Selected text
--- start ---
1 Diving into Programming

Computer science (CS) education at schools is supposed to “introduce the fundamental concepts of computer science” (CSTA, [1]) and foster computational thinking [2], which includes abstraction, modeling, problem solving and creating algorithms using formal language. In contrast to information technology (IT) education, computer science education is not just about using digital tools but about designing software [1]. Programming (the skill of writing a program to a given task) is considered as a new literacy [3] and an important part of general education, since it is creative, constructive and precise [4].

Programming is a problem solving activity and implies a transfer of knowledge to new scenarios. Among other cognitive operations [5], transfer in problem solving requires recognition (of an analogue problem or a well known general pattern), abstraction (finding general structures by focusing the important aspects), mapping (relating familiar concepts to a new scenario), flexibility (in applying a general pattern on a special scenario) and embedment (combining elements to a whole program). Developing programming skills means practicing knowledge transfer by writing programs and solving similar tasks again and again. Consider this programming task:

“Last rainy day. Develop a program for which the input is 365 integers indicating the amount of rain in each day of the year; and the output is the (index of the) last rainy day.” [6].
--- end ---
(Coordinate annotation entries)
--- start ---
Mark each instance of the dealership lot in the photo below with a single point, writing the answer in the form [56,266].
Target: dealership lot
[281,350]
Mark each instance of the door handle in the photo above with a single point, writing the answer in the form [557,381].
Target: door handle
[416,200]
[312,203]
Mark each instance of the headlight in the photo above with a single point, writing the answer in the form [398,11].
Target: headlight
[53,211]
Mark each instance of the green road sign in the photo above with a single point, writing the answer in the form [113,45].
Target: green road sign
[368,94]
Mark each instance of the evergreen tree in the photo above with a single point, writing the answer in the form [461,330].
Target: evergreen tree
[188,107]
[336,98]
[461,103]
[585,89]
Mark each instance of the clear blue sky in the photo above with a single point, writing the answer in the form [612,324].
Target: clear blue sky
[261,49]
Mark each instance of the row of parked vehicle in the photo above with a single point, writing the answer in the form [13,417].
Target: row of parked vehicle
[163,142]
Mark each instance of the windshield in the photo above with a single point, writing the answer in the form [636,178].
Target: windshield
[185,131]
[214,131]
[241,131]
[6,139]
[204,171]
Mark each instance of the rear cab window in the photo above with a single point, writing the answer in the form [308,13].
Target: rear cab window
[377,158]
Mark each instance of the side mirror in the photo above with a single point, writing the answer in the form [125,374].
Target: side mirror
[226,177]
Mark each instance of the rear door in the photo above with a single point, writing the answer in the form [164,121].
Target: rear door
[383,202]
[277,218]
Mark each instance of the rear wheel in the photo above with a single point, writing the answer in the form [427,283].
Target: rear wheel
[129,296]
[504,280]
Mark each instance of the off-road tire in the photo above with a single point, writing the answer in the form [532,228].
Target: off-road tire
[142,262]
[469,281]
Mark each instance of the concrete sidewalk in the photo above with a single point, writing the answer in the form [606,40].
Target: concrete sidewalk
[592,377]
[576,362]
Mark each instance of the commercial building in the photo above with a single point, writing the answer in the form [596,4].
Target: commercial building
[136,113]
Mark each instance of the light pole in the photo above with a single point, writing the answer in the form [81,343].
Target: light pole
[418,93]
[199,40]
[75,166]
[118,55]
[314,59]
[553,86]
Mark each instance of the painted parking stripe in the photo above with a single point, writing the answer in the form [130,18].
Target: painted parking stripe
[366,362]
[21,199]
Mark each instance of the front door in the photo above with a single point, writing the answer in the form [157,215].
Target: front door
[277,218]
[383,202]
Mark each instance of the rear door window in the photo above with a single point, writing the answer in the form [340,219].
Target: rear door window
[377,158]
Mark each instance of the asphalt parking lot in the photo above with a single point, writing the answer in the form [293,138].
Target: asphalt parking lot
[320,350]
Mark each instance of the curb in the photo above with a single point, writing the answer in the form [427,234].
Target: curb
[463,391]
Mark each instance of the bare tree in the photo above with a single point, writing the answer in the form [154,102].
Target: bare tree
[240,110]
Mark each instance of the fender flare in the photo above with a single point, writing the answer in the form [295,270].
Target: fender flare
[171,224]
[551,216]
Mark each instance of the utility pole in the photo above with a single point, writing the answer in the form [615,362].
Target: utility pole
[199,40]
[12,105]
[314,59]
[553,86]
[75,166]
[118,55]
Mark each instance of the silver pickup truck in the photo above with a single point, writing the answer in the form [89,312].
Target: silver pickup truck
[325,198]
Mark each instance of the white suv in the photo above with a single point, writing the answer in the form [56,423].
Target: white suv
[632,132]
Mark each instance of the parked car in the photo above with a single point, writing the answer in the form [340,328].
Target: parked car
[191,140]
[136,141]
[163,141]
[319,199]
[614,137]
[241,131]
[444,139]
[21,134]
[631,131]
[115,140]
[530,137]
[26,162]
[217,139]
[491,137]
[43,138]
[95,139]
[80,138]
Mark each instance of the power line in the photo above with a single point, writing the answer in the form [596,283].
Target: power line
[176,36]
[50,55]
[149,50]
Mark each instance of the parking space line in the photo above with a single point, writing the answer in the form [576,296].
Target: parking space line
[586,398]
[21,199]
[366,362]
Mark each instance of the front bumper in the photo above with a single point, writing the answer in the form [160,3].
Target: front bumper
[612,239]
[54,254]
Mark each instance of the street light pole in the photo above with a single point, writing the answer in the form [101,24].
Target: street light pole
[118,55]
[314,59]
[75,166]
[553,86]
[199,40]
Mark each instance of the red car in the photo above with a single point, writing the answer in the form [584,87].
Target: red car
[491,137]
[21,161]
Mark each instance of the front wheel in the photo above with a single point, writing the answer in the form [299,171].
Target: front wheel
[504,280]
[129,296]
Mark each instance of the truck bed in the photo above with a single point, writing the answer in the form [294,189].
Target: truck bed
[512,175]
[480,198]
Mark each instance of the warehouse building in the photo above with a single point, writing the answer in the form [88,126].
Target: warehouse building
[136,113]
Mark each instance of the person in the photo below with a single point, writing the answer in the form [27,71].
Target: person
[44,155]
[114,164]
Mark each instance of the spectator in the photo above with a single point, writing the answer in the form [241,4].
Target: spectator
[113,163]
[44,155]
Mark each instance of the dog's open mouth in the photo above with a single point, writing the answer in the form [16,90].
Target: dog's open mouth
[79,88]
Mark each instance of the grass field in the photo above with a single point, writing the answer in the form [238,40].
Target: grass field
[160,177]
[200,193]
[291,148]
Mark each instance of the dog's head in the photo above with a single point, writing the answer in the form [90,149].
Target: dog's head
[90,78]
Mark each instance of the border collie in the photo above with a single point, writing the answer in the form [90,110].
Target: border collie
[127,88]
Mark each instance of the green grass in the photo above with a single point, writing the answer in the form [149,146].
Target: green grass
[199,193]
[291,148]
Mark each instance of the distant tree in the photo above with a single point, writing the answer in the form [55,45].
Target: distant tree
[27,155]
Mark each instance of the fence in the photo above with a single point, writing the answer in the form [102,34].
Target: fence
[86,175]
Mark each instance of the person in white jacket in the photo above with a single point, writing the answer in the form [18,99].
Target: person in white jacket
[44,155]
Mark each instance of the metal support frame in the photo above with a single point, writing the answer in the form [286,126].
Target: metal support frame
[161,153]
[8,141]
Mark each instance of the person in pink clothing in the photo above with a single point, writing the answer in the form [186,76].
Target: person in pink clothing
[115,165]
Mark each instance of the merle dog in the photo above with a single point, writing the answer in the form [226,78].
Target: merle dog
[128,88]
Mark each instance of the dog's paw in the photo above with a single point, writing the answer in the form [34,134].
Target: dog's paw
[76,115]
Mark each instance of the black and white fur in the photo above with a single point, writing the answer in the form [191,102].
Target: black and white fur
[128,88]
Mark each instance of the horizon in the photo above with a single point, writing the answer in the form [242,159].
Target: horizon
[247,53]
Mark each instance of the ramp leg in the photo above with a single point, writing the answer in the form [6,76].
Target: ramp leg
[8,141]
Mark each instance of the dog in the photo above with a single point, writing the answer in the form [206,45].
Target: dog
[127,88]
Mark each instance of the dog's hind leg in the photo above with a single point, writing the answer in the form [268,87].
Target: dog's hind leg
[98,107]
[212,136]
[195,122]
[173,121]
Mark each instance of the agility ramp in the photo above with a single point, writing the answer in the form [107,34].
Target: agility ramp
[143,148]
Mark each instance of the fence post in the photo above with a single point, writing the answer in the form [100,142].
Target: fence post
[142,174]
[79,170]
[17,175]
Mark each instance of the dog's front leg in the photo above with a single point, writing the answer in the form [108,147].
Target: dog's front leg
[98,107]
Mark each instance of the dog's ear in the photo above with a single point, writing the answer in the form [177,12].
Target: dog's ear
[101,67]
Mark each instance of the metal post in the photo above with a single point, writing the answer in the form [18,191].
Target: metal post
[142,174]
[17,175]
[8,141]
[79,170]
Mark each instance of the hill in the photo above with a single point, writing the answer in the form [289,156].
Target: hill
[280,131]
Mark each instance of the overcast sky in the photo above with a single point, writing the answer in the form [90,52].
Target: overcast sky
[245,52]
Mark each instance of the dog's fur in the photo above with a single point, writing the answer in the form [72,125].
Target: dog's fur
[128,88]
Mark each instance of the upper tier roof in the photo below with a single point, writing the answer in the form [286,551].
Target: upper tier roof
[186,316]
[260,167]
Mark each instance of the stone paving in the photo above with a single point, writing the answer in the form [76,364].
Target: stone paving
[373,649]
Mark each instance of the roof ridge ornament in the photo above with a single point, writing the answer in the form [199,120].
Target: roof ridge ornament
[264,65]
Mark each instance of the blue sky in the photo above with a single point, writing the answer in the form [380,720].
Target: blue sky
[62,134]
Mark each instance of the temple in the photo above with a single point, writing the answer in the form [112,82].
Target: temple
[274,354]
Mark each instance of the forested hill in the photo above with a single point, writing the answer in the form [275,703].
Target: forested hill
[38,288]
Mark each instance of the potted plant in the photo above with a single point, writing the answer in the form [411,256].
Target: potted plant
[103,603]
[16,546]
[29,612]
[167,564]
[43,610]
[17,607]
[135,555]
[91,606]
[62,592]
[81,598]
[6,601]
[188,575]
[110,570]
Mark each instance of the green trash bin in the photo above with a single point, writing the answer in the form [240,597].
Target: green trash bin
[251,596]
--- end ---
Aim of the exercise
In the passage on programming education, starting with "1 Diving into" and going on through "and precise [4].", swap "literacy" for "competence" and write out the result.

Written answer
1 Diving into Programming

Computer science (CS) education at schools is supposed to “introduce the fundamental concepts of computer science” (CSTA, [1]) and foster computational thinking [2], which includes abstraction, modeling, problem solving and creating algorithms using formal language. In contrast to information technology (IT) education, computer science education is not just about using digital tools but about designing software [1]. Programming (the skill of writing a program to a given task) is considered as a new competence [3] and an important part of general education, since it is creative, constructive and precise [4].